# [DOCUMENT TEXT]

No Records. No Ruins. Just Rumors: The Disappearance of Ulmer’s Castle
(CLAIR | Simi Valley, CA) — Every town has its legends — stories told quietly, repeated with doubt, then half-forgotten. Simi Valley has one that refuses to fade.
Once, there was a castle here.
Not a mansion dressed up with turrets, not a novelty built for show — but a real Bavarian-style stone fortress. Its walls were thick, its beams hand-cut. It was the work of a man who had fled a world at war and carried his memories, and perhaps his ghosts, across an ocean.

For nearly four decades, this unlikely landmark stood along Cochran Street, the main road that would one day cut through the center of Simi Valley. People drove past it daily — a quiet monument rising above a rural town in transition. It was photographed, written about, listed for sale more than once. Families lived there. Children were born inside its walls. And then, one day, it was gone.
No record of a sale.
No demolition notice.
Not a single mention in Ventura County’s building archives or heritage files.
The castle simply disappeared.
Today, its address — 4986 Cochran Street — shows nothing listed at that location. It looks like any other suburban parcel. Asphalt, sidewalks, trees that know nothing of the stones buried beneath them. The land has been graded, built upon, and folded into the smooth geometry of the modern city. But if you open Google Maps and zoom in close, a whisper appears:

“Historic Landmark — Site of Ulmer’s Castle.”
That label is not official. It isn’t recognized by the Ventura County Cultural Heritage Board, which keeps a meticulous list of the region’s landmarks. No mention of any “castle” appears in those public records. Yet the name persists, passed from one curious local to another, reappearing online like a rumor that refuses to die.
Who built it? What happened to it? Why was it erased so completely that it survives now only as a ghost on a digital map?
The answers begin, and perhaps end, with a man named Lt. John Tury Ulmer — a former Prussian officer who tried to recreate his homeland from memory, one stone at a time.

The Man Who Built It
Ulmer’s story reads like a novel that history misplaced. Born in Munich, he served as a Prussian officer during World War I. When the war ended, he fled Germany under uncertain circumstances — “escaping intelligence officers,” as a 1970 Simi Valley Enterprise article later put it. He and his wife, Mary, sailed to Argentina, a haven for many displaced Europeans in the 1920s.
There, Ulmer worked as a cabinetmaker, saving what little he could. By 1923, the couple had crossed again to New York. A few years later, while visiting California, a real estate salesman drove them north from Los Angeles into a valley of orchards and ranchland. The paper quoted them saying they “fell in love with the area.” They bought five acres of open land and decided to stay.
In 1939, Ulmer began his life’s work: building a quarter-scale replica of a Bavarian castle he loved back home. There were no crews, no blueprints — just stone, wood, and memory. The Enterprise would later write that he built it “stone by stone and beam by beam,” using his own hands to recreate the architecture of his childhood.
For decades, the Ulmers lived quietly in their handmade fortress. The trees Ulmer planted in the 1930s grew tall enough to frame the structure in shade. Their home became part of the valley’s landscape — strange, beautiful, and enduring.

# [WORKING DATA]
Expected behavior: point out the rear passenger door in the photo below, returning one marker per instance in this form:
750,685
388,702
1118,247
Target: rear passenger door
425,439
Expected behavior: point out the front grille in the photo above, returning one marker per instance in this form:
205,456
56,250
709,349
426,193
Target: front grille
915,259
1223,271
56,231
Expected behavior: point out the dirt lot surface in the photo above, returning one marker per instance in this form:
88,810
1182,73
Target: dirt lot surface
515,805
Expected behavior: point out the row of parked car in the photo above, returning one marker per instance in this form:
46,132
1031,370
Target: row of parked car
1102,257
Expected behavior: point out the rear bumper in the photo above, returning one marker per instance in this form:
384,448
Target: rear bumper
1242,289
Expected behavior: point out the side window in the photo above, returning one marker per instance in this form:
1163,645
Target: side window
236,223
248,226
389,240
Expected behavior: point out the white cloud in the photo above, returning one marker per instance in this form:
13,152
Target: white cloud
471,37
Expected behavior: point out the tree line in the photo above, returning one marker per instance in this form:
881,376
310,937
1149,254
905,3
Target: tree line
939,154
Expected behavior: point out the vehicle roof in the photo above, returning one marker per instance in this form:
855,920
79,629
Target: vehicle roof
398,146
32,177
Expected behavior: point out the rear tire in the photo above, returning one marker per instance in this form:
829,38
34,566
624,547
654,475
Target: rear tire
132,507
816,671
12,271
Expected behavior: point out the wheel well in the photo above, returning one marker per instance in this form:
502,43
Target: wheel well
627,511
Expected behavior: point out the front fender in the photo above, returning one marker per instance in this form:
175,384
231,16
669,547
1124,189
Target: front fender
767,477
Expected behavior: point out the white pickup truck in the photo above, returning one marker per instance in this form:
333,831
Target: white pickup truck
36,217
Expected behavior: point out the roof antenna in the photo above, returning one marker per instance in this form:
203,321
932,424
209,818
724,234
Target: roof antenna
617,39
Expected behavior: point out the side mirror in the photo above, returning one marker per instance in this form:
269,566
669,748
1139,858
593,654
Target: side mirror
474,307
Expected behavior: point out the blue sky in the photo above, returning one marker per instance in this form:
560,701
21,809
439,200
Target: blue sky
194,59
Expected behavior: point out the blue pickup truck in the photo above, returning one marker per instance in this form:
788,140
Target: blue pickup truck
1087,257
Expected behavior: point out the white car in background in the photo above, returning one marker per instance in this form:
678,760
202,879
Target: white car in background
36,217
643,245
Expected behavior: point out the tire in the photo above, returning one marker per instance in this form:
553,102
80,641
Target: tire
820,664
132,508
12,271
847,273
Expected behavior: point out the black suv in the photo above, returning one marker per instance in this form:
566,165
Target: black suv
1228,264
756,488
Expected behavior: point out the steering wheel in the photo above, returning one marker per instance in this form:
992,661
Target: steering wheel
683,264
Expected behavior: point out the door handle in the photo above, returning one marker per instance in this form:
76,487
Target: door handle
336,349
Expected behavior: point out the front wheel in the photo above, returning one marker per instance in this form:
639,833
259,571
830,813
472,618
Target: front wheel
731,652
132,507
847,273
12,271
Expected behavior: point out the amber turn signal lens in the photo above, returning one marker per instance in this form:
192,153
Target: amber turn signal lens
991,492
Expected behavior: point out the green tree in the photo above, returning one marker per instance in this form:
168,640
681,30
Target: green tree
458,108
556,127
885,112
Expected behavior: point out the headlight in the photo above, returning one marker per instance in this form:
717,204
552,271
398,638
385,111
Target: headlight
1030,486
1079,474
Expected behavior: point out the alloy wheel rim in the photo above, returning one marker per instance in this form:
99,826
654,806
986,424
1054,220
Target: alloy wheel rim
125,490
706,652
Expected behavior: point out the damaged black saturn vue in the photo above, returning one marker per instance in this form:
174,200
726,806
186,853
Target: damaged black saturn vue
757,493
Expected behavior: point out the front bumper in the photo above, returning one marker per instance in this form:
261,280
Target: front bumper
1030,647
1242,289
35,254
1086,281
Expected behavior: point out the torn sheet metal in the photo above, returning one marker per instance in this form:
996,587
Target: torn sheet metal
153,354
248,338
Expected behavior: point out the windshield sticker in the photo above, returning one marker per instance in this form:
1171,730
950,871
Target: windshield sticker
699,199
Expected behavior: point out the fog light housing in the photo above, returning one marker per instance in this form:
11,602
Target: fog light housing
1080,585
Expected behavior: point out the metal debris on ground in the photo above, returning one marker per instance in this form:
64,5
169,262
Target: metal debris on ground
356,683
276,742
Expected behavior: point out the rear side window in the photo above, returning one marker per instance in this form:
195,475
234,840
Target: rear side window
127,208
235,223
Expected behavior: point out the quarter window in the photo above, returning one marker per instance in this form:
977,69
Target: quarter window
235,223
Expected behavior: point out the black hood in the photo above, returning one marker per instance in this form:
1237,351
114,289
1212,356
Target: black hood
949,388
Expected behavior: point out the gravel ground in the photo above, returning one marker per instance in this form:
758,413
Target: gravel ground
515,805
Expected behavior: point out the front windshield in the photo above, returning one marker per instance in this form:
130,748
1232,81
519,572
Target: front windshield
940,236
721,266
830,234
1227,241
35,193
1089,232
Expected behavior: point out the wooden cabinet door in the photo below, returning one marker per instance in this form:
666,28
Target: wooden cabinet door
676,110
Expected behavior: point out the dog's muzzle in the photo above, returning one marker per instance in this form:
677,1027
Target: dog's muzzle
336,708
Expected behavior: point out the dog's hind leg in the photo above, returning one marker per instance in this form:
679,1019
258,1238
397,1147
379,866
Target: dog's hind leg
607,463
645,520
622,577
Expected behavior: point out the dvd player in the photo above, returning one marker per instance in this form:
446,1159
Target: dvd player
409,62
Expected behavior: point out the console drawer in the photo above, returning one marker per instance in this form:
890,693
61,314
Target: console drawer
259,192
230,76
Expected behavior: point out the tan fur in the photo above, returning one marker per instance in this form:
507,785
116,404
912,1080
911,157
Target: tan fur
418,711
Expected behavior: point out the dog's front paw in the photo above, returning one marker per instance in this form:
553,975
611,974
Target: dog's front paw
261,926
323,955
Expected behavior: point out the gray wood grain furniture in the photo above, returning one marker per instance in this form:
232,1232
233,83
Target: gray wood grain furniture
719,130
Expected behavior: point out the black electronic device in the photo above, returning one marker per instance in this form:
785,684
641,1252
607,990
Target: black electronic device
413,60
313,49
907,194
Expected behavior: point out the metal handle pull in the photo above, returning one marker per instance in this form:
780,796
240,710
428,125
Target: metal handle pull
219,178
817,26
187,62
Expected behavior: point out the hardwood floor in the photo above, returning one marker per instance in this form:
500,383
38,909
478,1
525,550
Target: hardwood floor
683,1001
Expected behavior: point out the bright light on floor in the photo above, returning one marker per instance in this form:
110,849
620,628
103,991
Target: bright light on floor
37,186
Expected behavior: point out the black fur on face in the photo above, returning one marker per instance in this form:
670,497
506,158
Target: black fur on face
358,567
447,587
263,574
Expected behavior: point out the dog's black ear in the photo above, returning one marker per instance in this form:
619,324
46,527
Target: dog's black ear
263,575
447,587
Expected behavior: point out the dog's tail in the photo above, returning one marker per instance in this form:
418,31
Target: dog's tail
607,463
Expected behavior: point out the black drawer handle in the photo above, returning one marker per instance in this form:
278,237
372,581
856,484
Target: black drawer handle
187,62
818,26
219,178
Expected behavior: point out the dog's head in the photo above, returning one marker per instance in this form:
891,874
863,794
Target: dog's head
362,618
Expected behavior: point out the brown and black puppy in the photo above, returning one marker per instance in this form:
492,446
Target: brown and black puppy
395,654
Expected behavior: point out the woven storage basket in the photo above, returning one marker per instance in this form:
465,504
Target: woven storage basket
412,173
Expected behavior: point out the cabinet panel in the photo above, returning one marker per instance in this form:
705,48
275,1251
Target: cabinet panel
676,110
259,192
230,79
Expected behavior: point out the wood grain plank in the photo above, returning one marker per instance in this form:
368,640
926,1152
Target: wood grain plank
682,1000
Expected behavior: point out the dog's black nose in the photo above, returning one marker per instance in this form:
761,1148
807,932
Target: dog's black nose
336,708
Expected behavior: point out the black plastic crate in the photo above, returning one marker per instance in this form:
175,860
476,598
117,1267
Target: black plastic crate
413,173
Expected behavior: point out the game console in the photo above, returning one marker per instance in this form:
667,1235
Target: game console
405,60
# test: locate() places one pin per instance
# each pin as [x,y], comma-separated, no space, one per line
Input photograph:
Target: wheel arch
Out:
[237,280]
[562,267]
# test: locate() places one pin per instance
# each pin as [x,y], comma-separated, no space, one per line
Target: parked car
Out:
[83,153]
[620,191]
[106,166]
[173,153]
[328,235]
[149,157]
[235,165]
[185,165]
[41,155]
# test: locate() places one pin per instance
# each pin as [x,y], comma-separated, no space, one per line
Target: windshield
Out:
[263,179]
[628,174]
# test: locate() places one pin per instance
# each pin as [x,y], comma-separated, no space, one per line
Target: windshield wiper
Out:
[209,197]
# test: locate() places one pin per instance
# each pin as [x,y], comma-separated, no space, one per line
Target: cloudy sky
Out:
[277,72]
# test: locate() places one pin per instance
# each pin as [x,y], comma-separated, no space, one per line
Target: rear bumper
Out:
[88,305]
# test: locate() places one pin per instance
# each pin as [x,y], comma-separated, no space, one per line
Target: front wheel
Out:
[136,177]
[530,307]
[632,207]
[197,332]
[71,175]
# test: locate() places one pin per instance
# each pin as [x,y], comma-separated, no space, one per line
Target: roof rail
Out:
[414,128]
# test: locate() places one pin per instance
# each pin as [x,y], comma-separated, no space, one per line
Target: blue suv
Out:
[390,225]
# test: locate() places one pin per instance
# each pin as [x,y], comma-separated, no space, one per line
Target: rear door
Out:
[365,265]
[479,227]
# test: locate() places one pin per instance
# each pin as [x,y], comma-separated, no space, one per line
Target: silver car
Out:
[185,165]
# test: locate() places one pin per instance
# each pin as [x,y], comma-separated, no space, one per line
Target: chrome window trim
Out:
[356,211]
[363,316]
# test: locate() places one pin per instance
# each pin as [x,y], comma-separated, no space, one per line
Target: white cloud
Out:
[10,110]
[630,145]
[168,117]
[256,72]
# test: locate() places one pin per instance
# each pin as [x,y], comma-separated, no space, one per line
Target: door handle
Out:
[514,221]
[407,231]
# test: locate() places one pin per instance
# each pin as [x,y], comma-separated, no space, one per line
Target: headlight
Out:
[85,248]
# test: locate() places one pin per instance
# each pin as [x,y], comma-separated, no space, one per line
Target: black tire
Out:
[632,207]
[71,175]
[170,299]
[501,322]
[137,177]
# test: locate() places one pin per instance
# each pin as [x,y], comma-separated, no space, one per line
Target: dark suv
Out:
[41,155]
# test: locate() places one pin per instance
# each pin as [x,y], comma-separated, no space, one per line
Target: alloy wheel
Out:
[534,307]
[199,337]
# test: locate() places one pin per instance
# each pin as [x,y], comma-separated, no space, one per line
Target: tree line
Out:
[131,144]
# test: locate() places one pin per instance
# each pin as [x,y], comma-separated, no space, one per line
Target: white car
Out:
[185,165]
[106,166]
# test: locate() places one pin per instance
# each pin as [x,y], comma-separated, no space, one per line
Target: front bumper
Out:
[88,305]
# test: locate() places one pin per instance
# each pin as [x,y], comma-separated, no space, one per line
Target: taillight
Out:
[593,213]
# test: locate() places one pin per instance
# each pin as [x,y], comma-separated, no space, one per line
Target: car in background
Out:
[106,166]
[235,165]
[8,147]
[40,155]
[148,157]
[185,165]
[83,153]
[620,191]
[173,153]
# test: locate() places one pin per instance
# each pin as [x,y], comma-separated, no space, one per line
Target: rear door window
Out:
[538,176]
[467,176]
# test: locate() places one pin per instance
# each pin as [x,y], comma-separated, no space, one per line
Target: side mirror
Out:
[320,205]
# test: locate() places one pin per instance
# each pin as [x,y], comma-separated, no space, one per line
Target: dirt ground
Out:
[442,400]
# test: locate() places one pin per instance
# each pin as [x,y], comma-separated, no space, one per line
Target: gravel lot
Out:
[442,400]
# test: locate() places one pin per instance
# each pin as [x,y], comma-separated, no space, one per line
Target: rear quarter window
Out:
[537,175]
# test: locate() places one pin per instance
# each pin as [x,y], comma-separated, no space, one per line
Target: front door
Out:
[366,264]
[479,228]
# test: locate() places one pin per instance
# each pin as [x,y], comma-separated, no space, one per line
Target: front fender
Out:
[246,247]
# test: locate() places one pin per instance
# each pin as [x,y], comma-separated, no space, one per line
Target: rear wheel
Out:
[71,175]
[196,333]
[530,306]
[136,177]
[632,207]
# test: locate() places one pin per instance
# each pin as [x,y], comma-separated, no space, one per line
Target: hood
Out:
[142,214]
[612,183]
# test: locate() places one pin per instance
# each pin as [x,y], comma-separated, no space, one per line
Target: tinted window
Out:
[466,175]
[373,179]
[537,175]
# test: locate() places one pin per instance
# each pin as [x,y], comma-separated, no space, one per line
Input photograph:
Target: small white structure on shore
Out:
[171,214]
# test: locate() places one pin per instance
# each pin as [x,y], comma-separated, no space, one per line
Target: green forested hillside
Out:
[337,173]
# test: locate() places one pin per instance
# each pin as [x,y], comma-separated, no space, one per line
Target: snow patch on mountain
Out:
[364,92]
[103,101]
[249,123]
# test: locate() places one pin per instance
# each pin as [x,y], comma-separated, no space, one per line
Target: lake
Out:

# [WHAT THIS EXERCISE ASKS]
a. Reproduce the passage in the article about Ulmer's Castle, starting with "No Records. No" and going on through "a castle here.".
b. How many lines of the records contain the string "gray"? Case matters; reply with the number alone.

# [SOLUTIONS FOR EACH TASK]
a.
No Records. No Ruins. Just Rumors: The Disappearance of Ulmer’s Castle
(CLAIR | Simi Valley, CA) — Every town has its legends — stories told quietly, repeated with doubt, then half-forgotten. Simi Valley has one that refuses to fade.
Once, there was a castle here.

b. 2